--- START ---
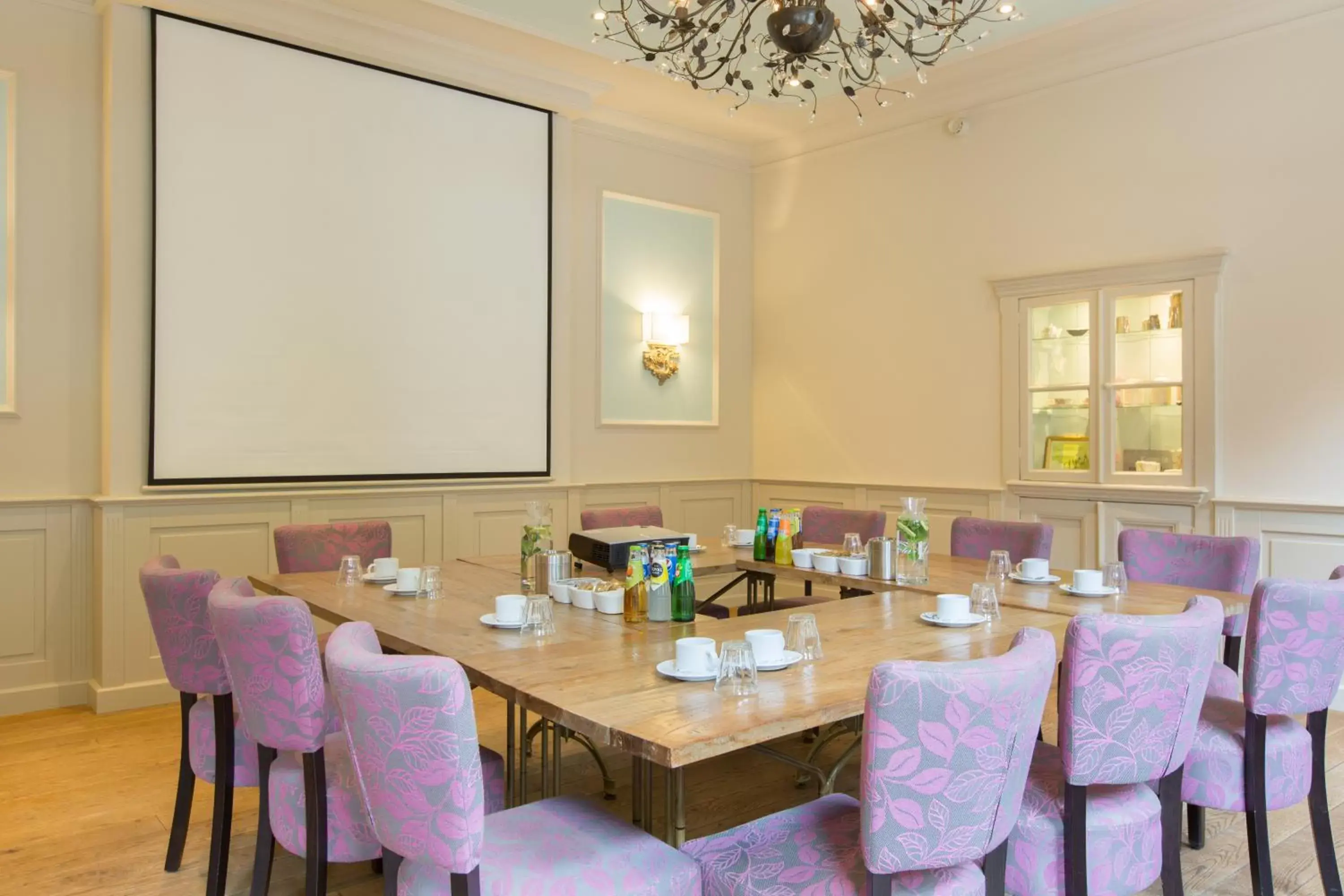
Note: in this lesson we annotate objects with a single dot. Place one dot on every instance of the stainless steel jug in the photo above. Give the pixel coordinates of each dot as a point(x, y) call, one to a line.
point(550, 566)
point(882, 558)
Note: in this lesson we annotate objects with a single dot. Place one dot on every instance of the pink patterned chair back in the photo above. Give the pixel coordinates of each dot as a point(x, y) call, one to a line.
point(1295, 646)
point(1190, 560)
point(271, 650)
point(177, 602)
point(976, 538)
point(1131, 692)
point(947, 747)
point(319, 548)
point(412, 730)
point(617, 517)
point(828, 526)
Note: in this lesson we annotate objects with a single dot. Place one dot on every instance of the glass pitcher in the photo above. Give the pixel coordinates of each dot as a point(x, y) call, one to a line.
point(913, 543)
point(537, 538)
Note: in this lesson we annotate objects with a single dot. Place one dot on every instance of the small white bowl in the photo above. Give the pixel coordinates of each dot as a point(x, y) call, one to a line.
point(581, 598)
point(854, 566)
point(823, 563)
point(561, 590)
point(611, 602)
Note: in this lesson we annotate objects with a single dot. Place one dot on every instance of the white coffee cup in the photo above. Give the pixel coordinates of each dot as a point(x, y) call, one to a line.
point(767, 645)
point(1088, 581)
point(697, 656)
point(383, 567)
point(953, 607)
point(408, 579)
point(1034, 569)
point(508, 607)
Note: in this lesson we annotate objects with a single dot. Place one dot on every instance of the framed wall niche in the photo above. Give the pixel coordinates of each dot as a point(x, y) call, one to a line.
point(9, 406)
point(658, 260)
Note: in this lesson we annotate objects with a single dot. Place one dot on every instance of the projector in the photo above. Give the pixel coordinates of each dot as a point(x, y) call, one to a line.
point(611, 548)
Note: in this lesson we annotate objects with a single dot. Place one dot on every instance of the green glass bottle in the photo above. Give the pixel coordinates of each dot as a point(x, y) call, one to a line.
point(683, 590)
point(758, 547)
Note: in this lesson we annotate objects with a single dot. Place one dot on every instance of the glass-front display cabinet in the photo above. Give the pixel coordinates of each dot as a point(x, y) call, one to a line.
point(1101, 377)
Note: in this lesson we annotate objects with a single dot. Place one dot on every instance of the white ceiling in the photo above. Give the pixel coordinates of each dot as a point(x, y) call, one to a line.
point(572, 21)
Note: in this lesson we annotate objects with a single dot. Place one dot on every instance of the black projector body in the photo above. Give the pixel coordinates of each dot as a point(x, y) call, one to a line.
point(611, 548)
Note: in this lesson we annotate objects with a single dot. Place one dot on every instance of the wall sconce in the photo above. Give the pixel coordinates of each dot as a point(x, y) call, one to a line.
point(663, 336)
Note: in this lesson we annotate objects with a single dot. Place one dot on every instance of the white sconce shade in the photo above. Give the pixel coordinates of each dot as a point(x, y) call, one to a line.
point(667, 330)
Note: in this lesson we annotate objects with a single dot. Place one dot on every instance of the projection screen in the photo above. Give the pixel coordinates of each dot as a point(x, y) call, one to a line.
point(351, 271)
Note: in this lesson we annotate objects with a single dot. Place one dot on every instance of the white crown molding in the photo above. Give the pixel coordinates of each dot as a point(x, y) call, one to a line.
point(332, 29)
point(647, 134)
point(1131, 35)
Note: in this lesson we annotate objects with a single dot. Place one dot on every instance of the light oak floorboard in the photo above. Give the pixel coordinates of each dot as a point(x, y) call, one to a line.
point(88, 801)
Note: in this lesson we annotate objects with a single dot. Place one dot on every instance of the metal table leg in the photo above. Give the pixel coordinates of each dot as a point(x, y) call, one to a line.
point(674, 828)
point(556, 759)
point(510, 726)
point(522, 759)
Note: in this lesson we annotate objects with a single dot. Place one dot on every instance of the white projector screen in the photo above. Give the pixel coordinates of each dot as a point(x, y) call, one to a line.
point(351, 271)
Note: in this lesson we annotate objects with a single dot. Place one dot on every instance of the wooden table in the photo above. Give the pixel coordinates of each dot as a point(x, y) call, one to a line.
point(596, 675)
point(955, 575)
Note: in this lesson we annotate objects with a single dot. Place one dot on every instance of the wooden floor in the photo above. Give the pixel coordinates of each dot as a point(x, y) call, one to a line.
point(86, 801)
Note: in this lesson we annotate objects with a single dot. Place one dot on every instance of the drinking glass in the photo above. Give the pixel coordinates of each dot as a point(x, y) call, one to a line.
point(1113, 577)
point(998, 569)
point(351, 570)
point(803, 636)
point(984, 599)
point(737, 669)
point(432, 583)
point(538, 620)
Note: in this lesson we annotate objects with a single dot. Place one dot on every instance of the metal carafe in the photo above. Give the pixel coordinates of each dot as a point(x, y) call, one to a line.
point(550, 566)
point(882, 558)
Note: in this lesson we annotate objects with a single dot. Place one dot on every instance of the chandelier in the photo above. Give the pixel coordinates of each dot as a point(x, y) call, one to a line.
point(707, 42)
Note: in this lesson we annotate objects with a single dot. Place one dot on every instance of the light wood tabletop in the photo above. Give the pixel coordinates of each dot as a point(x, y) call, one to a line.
point(713, 560)
point(611, 691)
point(956, 575)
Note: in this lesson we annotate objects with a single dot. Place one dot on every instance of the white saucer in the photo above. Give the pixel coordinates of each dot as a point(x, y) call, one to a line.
point(974, 620)
point(490, 620)
point(791, 657)
point(1105, 593)
point(668, 668)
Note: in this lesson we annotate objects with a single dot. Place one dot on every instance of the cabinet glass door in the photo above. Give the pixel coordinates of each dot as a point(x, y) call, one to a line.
point(1148, 382)
point(1060, 365)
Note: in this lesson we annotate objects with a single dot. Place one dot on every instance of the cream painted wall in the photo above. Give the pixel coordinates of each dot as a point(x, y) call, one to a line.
point(874, 260)
point(52, 448)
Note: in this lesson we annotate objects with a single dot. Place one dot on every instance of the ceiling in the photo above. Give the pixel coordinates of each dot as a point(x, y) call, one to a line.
point(572, 21)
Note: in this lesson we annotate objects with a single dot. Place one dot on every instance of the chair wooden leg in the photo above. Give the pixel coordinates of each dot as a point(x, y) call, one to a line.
point(996, 870)
point(1257, 824)
point(468, 884)
point(315, 821)
point(1076, 840)
point(186, 790)
point(1320, 808)
point(265, 837)
point(1233, 652)
point(392, 867)
point(1168, 792)
point(1195, 825)
point(221, 825)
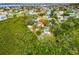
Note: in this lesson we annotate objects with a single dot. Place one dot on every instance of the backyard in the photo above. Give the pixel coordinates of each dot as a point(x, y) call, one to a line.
point(58, 39)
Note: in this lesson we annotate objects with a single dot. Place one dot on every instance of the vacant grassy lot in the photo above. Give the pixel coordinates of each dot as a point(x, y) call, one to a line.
point(16, 38)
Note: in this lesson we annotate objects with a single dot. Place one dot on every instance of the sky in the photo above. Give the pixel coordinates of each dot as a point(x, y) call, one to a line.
point(39, 1)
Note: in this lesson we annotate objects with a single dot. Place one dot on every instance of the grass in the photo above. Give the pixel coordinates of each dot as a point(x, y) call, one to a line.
point(16, 38)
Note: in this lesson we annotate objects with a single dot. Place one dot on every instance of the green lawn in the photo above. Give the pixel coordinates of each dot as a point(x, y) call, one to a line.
point(16, 38)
--- END ---
_What you should do:_
Each line of the material above should be set down exactly, with no pictures.

_Expected answer:_
Note: in this lesson we annotate objects with a single dot. Place one dot on every instance of the stainless steel jug in the photo above. Give the pixel coordinates of each dot as a point(x, y) call, one to a line.
point(550, 566)
point(882, 558)
Note: in this lesson we annotate objects with a single dot. Place one dot on every instance of the pink patterned chair back in the photo above. Give the pixel coordinates of each dot as a point(x, y) call, one to a line.
point(1295, 646)
point(1190, 560)
point(271, 650)
point(177, 602)
point(976, 538)
point(1131, 692)
point(947, 747)
point(319, 548)
point(412, 730)
point(617, 517)
point(828, 526)
Note: in this lesson we annotate objects with a single dot. Place one dot on every instance of the glass pitcher in the photo above. Give the pixel coordinates of each dot as a point(x, y) call, one to a line.
point(913, 543)
point(537, 538)
Note: in this lesson we annotate objects with a single dot. Place one dot on every instance of the small white bowl in the photo above. Give the pixel coordinates of each dot as a point(x, y) call, one to a line.
point(581, 598)
point(854, 566)
point(823, 563)
point(561, 590)
point(611, 602)
Note: in this lesson we annotate objects with a single dot. Place one dot on every instance of the white coffee cup in the photo above. Give the pixel coordinates of each dot as a point(x, y) call, one to a line.
point(767, 645)
point(1088, 581)
point(697, 656)
point(383, 567)
point(953, 607)
point(408, 579)
point(1034, 569)
point(508, 607)
Note: in this lesson we annotate objects with a single dot. Place one dot on every instance of the framed wall niche in the photo above. Give the pixel coordinates of each dot as a point(x, y) call, one to a line.
point(9, 406)
point(658, 260)
Note: in this lesson we annotate objects with a single dot. Place one dot on every instance of the projector in the photo above. Give the pixel coordinates of each dot as a point(x, y) call, one to a line.
point(611, 548)
Note: in this lesson we annotate objects with a single dot. Place one dot on every instance of the green glass bottle in the photo above. Give the pixel coordinates of each dot as a point(x, y) call, one to a line.
point(683, 590)
point(758, 547)
Note: in this lesson we annotate objects with a single dot. Place one dot on every instance of the glass-front display cabinet in the photo above. Give the pixel coordinates of each dot as a point(x, y) call, one to a line.
point(1101, 377)
Note: in this lesson we annotate objects with a single dot. Place one dot on every instance of the white ceiling in the photo above. Give the pixel coordinates of each dot as a point(x, y) call, one to a line.
point(572, 21)
Note: in this lesson we annotate objects with a single dot. Place one dot on every instance of the black projector body in the photo above. Give the pixel coordinates of each dot as a point(x, y) call, one to a line.
point(611, 548)
Note: in this lesson we annotate objects with a single dot. Place one dot on every instance of the wall sconce in the photo above. Give the pixel coordinates of each dot as a point(x, y) call, one to a line.
point(663, 336)
Note: in this lesson we annotate objects with a single dot. Place one dot on every instance of the white sconce shade in the photo above. Give the pixel coordinates of each dot as a point(x, y) call, one to a line.
point(667, 330)
Note: in this lesson we annotate objects with a single dot. Place one dot on every instance of the projection screen in the photo above. Give the pixel coordinates of each dot as a point(x, y) call, one to a line.
point(351, 271)
Note: in this lesson we annotate objects with a single dot. Place one dot on every instance of the white crown molding in the photo above. Give the pixel coordinates of each dot as a point(x, y) call, one to a line.
point(332, 29)
point(647, 134)
point(1131, 35)
Note: in this lesson we annotate objects with a single dot. Place one dot on every instance of the light oak floorboard in the photo above. Give the pixel coordinates of each dot as a point(x, y) call, one to a line.
point(88, 801)
Note: in this lesson we annotate objects with a single dot. Place one dot on every instance of the metal table leg in the photo above. Give the pixel coordinates of each dot as a point(x, y) call, one to a line.
point(674, 828)
point(556, 759)
point(510, 726)
point(522, 759)
Note: in this lesson we annotate objects with a single dot. Place one dot on every instance of the white projector screen in the photo above. Give the pixel coordinates of each dot as a point(x, y) call, one to a line.
point(351, 271)
Note: in this lesson we annotate objects with a single dot. Place one dot on every instance of the wooden table in the photo above. Give the pixel coordinates of each dot as a point(x, y) call, one to a line.
point(596, 675)
point(955, 575)
Note: in this lesson we annotate objects with a single dot. Place one dot on every instance of the wooden floor in the photo above. Give the pixel coordinates of each dot as a point(x, y) call, one to a line.
point(86, 801)
Note: in this lesson we annotate objects with a single dot. Place one dot on every instance of the drinking glass in the photo above. Give the pixel coordinates of each dot as a point(x, y) call, one to a line.
point(1113, 577)
point(998, 569)
point(351, 570)
point(803, 636)
point(984, 599)
point(737, 669)
point(432, 583)
point(538, 620)
Note: in this lesson we annotate objects with a single dot. Place one dot on every instance of the metal carafe in the photo above. Give the pixel coordinates of each dot as a point(x, y) call, one to a line.
point(550, 566)
point(882, 558)
Note: in this lesson we annotate objects with a single dot. Place one dot on every instance of the chandelier in the photo above. Give the pixel coordinates of each dot as a point(x, y) call, one to a line.
point(707, 42)
Note: in this lesson we annotate objects with a single dot. Place one dot on every instance of the light wood tabletop in the photo above. Give the pixel coordinates of each dot as a point(x, y) call, one to a line.
point(713, 560)
point(611, 691)
point(956, 575)
Note: in this lesson we annotate objects with a single dot. Place one dot on every instance of the white saucer in the photo above. Give the pixel coordinates of each dot as a point(x, y) call, one to a line.
point(974, 620)
point(490, 620)
point(791, 657)
point(1105, 593)
point(668, 668)
Note: in this lesson we annotate objects with a single dot. Place one dot on every instance of the cabinet glass door in the photo above. Give the pixel coordinates of each dot as a point(x, y) call, one to a line.
point(1148, 382)
point(1060, 365)
Note: in this lesson we annotate objects with a single dot. Place one dot on every instance of the cream painted wall in the photo above. Give the pixel coordinates of each dot as a point(x, y) call, one to a line.
point(874, 260)
point(52, 448)
Note: in this lesson we annotate objects with a single dot. Place one dot on every instance of the ceiling in the photo above. Give the pixel coordinates of each dot as a point(x, y) call, one to a line.
point(572, 21)
Note: in this lesson we annotate objects with a single dot. Place one dot on every instance of the chair wooden leg in the photo above. Give the pixel coordinates of each dot as a point(x, y) call, one to a line.
point(996, 870)
point(1257, 824)
point(468, 884)
point(315, 821)
point(1076, 840)
point(186, 790)
point(1320, 808)
point(265, 837)
point(1233, 652)
point(392, 867)
point(1168, 792)
point(1195, 825)
point(221, 825)
Note: in this lesson we annotate objects with a single dot. Place one dot on every instance of the backyard in the photo above. Give the pixel coordinates of each dot as a point(x, y) call, one to a line.
point(58, 39)
Note: in this lesson we annotate objects with a single dot. Place one dot on every instance of the vacant grassy lot in the photo above. Give the pixel coordinates of each dot as a point(x, y) call, one to a line.
point(16, 38)
Note: in this lesson we annotate objects with a single dot. Place one dot on every instance of the sky in the photo above. Give the pixel coordinates of each dot as a point(x, y) call, one to a line.
point(39, 1)
Note: in this lesson we annotate objects with a single dot. Place one dot on every instance of the grass in the photo above. Give the pixel coordinates of each dot as a point(x, y) call, one to a line.
point(16, 38)
Note: in this lesson we annotate objects with a single dot. Place one dot on every instance of the green lawn in the photo above. Give the pixel coordinates of each dot as a point(x, y) call, one to a line.
point(16, 38)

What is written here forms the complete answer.